Could you reproduce, word for word, the stretch of the grizzly habitat road article below that falls between "The decision by" and "benefit private landowners.", inclusive?

==== SOURCE DOCUMENT

Forest Official Rejects Roads In Grizzly Area
Environmentalists fighting development of two roads into private lands in grizzly bear habitat east of Ashton have won an appeal from the U.S. Forest Service.
The decision by Deputy Regional Forester Jack Blackwell overturns Targhee National Forest Supervisor Jerry Reese’s decision to grant easements for two gravel roads across forest lands, and means 628 acres of private land will remain cut off from private access. The landowners had said they had a right to build the roads so they could develop homes on the land.
The Greater Yellowstone Coalition said the reversal protects the threatened grizzly bear population and sends a message that Targhee officials should not use public environmental studies to benefit private landowners.
“This was an ill-conceived project where public resources were being expended,” said Marv Hoyt, the conservation group’s Idaho representative.
The land in question, on the north side of Fall River, lies in the area of the Yellowstone grizzly recovery zone that federal biologists consider most crucial for conservation. When he decided in July to allow the two half-mile access spurs across forest land, Reese said the land probably would be developed anyway. He said allowing short roads would cause less environmental damage than forcing longer routes outside the Forest Service boundary.
Dorothy MacKay, who owns 600 acres and has tried to sell the land, said she was disappointed in the decision.
“How am I going to get in there?” she said.
MacKay had no further comment about what she would do with the land or whether she would continue seeking an easement.

========
==== GIVEN ENTRIES

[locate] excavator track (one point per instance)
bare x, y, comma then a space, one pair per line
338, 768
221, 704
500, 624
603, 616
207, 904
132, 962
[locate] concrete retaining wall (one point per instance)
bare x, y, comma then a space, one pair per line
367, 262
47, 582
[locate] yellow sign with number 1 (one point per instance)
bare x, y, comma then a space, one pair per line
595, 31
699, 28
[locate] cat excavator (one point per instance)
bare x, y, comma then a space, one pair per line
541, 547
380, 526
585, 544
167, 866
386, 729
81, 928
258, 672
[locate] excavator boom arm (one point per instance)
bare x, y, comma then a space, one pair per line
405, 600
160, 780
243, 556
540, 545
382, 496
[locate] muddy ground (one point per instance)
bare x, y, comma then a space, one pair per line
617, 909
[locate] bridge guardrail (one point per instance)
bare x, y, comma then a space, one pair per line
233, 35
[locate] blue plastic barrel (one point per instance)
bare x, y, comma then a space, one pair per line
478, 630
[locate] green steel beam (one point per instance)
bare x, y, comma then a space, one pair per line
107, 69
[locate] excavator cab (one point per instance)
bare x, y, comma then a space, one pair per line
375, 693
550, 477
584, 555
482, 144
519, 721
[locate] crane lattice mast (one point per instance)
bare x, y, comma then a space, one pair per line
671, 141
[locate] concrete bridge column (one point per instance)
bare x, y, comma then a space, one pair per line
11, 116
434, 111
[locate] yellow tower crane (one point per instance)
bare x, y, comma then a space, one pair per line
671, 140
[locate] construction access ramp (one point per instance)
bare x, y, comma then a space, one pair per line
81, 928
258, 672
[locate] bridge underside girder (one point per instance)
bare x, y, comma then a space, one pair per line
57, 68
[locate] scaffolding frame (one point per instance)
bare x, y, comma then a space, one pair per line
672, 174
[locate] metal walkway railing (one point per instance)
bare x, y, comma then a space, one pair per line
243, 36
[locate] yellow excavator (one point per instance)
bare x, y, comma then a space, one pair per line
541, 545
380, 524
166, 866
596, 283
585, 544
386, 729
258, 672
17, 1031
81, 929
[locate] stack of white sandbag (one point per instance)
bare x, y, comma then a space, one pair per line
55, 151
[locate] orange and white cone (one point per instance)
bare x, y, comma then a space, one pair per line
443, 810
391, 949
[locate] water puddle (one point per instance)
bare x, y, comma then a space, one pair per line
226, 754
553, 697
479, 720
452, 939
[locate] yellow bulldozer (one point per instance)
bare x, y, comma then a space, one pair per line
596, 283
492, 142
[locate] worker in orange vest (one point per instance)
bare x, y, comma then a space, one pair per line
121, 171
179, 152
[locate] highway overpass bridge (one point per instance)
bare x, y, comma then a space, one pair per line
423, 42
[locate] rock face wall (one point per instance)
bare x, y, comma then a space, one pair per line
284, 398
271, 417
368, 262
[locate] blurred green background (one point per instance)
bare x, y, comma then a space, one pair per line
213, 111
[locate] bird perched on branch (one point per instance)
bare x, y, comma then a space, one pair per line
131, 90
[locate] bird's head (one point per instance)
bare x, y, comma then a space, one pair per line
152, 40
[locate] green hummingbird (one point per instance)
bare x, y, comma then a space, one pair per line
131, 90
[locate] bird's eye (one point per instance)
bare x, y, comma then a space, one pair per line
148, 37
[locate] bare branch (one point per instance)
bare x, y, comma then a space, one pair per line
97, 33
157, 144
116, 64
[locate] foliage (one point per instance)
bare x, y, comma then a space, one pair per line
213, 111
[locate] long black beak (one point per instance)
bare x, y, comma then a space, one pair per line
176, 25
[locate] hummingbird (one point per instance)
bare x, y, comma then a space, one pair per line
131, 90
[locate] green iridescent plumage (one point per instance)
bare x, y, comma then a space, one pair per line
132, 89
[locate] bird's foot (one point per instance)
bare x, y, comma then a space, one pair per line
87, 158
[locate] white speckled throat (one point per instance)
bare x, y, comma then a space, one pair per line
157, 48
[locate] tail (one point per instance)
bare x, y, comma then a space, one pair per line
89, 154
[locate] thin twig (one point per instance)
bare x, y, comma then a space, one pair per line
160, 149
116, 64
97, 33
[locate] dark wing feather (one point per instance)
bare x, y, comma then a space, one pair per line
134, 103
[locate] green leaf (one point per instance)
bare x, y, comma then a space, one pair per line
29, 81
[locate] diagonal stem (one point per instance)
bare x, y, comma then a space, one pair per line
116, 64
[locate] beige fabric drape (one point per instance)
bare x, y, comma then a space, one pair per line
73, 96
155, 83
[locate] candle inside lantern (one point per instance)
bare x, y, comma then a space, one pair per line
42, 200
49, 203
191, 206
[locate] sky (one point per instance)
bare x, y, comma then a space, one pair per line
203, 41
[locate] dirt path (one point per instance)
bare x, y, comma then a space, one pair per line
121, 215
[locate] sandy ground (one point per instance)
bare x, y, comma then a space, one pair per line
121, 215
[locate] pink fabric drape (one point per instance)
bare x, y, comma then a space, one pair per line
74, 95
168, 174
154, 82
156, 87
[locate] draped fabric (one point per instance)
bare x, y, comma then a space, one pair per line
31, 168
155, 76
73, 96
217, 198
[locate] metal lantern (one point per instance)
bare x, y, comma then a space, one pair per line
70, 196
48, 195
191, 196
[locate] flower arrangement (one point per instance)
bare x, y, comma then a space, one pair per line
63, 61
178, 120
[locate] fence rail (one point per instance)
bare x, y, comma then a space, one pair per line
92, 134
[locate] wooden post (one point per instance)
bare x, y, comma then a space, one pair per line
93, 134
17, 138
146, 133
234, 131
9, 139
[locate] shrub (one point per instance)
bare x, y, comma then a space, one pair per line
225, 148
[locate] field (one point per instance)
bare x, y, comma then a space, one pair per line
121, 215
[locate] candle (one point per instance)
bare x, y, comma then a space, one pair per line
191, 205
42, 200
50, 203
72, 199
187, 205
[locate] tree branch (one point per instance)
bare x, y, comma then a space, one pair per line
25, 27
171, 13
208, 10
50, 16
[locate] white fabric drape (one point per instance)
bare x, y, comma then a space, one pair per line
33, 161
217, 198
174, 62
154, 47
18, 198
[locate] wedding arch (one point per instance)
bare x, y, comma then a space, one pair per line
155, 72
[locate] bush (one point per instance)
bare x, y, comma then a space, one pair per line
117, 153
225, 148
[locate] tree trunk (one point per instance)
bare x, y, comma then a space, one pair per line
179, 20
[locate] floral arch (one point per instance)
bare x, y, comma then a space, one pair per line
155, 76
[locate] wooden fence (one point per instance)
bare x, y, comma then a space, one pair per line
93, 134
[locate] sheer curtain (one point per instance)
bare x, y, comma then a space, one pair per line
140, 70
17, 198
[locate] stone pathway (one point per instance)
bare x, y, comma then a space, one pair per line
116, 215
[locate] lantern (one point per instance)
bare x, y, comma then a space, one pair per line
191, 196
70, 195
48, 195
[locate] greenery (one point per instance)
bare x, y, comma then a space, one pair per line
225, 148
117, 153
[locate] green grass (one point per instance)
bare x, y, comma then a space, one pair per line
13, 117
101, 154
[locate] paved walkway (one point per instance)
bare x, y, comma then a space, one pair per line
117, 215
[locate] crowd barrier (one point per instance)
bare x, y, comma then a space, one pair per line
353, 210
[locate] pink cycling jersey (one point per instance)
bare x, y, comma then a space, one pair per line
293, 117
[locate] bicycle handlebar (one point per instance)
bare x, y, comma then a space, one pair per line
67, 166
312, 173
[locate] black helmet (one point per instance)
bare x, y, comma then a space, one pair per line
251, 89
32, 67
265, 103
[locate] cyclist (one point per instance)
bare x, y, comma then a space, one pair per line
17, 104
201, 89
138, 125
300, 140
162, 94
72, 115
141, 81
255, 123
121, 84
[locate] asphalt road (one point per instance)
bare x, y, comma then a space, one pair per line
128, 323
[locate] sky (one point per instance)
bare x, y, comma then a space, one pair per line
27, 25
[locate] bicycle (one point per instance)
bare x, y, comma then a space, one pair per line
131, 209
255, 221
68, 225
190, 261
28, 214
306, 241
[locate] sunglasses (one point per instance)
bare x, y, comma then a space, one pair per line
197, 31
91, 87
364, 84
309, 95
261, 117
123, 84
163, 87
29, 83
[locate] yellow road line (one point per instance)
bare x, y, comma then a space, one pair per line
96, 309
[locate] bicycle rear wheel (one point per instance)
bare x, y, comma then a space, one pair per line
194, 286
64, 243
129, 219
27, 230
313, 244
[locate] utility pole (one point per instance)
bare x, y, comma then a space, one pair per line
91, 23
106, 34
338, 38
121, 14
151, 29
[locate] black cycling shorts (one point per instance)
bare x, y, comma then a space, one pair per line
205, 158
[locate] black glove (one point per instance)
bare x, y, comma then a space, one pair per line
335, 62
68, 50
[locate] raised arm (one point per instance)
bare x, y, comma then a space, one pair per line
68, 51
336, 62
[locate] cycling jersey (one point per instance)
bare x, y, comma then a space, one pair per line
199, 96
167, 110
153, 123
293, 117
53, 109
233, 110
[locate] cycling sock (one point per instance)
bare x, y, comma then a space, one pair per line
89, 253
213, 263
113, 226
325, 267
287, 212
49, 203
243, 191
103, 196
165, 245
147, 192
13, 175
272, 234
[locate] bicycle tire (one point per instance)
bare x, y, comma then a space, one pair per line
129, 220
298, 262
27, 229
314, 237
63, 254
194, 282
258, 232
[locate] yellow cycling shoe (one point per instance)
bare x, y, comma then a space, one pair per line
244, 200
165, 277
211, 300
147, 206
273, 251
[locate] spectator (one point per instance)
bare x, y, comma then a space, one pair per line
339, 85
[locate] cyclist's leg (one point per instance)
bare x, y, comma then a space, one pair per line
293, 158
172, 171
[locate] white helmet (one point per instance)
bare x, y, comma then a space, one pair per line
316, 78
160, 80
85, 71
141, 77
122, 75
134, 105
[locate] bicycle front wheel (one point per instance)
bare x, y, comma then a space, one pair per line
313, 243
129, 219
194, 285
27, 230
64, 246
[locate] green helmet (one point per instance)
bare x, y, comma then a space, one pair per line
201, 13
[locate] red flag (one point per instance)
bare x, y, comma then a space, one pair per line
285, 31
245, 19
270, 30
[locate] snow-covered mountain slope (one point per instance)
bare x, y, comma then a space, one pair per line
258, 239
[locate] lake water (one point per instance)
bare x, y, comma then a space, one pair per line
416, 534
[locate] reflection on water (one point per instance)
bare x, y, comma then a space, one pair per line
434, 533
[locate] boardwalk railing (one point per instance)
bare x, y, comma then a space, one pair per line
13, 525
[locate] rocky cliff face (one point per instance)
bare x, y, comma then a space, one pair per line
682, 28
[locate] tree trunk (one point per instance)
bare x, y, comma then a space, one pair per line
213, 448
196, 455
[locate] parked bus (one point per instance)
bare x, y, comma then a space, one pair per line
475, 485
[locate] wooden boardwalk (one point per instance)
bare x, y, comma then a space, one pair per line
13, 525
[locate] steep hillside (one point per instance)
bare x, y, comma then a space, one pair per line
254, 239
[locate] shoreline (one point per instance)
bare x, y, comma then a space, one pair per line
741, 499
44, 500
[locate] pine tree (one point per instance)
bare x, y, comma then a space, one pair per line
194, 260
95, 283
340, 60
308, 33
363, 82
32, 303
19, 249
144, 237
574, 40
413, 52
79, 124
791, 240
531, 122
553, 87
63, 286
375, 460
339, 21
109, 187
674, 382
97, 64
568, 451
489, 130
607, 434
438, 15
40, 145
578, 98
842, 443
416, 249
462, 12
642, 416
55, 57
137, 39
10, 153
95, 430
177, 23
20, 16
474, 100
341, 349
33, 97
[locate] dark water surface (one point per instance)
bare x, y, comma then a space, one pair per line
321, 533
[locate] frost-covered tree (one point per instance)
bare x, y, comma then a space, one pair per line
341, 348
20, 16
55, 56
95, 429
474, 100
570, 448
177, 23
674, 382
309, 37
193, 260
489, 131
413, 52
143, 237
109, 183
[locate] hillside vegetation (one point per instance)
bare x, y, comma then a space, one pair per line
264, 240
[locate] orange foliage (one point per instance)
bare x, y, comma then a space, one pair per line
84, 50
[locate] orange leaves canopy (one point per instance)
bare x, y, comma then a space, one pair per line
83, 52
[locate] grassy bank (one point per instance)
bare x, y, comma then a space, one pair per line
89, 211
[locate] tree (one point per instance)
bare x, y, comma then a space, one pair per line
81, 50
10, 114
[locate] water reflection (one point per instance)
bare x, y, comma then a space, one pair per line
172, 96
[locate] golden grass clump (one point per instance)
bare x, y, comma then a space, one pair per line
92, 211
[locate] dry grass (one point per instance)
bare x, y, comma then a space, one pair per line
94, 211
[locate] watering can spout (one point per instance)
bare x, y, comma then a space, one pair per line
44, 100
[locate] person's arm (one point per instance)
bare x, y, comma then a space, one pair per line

========

§ EXERCISE RESPONSE:
The decision by Deputy Regional Forester Jack Blackwell overturns Targhee National Forest Supervisor Jerry Reese’s decision to grant easements for two gravel roads across forest lands, and means 628 acres of private land will remain cut off from private access. The landowners had said they had a right to build the roads so they could develop homes on the land.
The Greater Yellowstone Coalition said the reversal protects the threatened grizzly bear population and sends a message that Targhee officials should not use public environmental studies to benefit private landowners.